#### DATASET CONTENT:
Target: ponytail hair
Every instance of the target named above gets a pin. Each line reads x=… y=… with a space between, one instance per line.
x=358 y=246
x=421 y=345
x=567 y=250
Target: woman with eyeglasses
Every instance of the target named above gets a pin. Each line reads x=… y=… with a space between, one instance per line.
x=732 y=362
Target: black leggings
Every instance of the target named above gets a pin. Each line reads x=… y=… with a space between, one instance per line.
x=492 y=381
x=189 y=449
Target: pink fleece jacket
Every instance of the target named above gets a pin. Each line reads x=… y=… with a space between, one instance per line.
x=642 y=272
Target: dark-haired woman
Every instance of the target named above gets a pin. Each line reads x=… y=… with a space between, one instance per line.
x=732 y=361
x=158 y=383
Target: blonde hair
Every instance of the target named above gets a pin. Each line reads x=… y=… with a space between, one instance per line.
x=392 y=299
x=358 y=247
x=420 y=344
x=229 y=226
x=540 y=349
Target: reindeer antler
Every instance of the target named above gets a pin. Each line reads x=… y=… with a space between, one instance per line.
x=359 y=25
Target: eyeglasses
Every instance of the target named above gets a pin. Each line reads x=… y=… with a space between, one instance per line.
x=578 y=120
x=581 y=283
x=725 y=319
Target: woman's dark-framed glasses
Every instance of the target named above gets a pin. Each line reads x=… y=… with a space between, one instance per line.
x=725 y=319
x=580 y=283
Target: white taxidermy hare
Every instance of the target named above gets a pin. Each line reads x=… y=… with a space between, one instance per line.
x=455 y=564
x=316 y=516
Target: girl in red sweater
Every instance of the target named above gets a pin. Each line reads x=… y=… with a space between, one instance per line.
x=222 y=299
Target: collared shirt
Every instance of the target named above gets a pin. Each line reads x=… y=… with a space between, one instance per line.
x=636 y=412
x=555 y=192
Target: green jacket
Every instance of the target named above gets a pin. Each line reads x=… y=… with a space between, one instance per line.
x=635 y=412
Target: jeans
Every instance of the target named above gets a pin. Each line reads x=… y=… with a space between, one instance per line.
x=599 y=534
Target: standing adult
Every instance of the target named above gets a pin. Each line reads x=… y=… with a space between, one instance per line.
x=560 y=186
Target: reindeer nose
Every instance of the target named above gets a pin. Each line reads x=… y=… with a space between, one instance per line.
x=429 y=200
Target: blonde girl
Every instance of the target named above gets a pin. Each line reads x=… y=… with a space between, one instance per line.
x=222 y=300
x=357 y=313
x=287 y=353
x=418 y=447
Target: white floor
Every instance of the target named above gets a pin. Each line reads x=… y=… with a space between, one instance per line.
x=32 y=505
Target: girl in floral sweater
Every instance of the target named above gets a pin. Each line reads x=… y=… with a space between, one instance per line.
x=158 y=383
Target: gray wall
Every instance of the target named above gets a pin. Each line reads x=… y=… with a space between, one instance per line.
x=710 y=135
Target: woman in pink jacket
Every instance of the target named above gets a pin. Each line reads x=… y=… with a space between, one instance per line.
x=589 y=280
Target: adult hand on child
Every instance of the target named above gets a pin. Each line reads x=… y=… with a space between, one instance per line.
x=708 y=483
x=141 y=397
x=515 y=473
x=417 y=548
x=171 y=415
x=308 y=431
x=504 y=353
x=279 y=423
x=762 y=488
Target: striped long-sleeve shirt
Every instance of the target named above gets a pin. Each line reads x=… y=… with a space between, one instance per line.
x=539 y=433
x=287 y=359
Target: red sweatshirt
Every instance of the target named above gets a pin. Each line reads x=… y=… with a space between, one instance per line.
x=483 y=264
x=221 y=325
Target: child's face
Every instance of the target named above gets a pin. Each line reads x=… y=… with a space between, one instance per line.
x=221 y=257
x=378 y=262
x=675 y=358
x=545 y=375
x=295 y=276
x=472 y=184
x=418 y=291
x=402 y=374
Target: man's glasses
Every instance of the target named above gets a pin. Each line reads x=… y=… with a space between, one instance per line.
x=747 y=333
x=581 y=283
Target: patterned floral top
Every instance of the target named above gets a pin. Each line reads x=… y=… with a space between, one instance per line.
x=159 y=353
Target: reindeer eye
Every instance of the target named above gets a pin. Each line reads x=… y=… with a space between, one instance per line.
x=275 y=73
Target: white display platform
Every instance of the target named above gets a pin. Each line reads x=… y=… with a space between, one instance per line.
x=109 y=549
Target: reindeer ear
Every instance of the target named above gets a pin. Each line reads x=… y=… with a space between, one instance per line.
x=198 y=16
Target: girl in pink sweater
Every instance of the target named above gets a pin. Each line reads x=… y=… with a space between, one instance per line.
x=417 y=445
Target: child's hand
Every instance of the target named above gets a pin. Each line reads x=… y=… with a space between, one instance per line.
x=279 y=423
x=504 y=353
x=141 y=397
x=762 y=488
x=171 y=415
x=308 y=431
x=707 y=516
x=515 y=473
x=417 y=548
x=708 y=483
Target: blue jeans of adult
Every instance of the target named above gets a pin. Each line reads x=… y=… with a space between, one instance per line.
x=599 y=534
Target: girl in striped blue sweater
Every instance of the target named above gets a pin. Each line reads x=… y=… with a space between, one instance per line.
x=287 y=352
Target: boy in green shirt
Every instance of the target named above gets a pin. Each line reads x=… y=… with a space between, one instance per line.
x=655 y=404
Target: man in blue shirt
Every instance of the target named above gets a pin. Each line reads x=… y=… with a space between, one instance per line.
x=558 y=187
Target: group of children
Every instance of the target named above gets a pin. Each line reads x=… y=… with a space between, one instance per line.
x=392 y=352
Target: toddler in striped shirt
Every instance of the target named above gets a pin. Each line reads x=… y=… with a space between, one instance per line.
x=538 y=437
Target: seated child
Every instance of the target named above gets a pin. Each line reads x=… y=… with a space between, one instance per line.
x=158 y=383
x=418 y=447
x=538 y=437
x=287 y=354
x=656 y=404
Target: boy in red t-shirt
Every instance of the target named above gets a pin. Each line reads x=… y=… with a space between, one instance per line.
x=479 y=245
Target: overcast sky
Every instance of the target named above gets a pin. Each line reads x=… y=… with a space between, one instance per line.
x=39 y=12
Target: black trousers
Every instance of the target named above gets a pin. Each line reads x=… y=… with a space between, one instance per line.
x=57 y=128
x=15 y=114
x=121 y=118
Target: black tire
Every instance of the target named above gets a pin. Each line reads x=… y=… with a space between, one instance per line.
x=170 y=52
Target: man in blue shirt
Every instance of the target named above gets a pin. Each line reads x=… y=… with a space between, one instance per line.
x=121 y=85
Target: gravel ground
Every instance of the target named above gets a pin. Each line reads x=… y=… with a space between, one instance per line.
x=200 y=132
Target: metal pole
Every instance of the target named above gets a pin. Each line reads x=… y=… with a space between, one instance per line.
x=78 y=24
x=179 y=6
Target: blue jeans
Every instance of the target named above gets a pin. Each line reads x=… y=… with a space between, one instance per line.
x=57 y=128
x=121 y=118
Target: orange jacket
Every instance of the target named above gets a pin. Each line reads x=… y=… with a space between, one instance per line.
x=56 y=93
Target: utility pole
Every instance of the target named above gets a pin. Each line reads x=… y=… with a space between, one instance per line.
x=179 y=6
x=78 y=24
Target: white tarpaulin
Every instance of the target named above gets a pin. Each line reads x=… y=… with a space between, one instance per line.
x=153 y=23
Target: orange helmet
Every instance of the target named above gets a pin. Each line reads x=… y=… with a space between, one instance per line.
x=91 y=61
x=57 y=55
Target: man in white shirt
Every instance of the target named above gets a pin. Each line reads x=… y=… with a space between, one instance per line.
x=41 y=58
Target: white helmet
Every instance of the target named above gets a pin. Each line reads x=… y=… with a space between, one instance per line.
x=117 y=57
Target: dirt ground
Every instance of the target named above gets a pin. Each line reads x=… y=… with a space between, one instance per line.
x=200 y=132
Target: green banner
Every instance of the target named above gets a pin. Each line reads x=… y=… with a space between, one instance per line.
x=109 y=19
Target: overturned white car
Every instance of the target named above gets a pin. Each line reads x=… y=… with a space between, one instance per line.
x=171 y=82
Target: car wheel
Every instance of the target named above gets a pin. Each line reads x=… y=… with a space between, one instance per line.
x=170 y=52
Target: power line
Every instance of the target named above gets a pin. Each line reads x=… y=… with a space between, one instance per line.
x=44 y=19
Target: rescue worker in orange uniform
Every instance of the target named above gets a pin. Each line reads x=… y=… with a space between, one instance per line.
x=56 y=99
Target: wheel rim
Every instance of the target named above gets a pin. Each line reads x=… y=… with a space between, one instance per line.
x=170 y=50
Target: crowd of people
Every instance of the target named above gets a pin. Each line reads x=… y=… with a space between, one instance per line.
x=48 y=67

#### GOAL:
Please rewrite the records from their first line through the line containing "x=567 y=250", both ends included, with the requests kept. Offset every coordinate in the answers by 107 and give only those lines.

#### SOLUTION TO THIS PROBLEM:
Target: ponytail hair
Every instance of the target named above gets a pin. Each line reads x=… y=… with a space between, one instance per line.
x=465 y=353
x=528 y=452
x=674 y=357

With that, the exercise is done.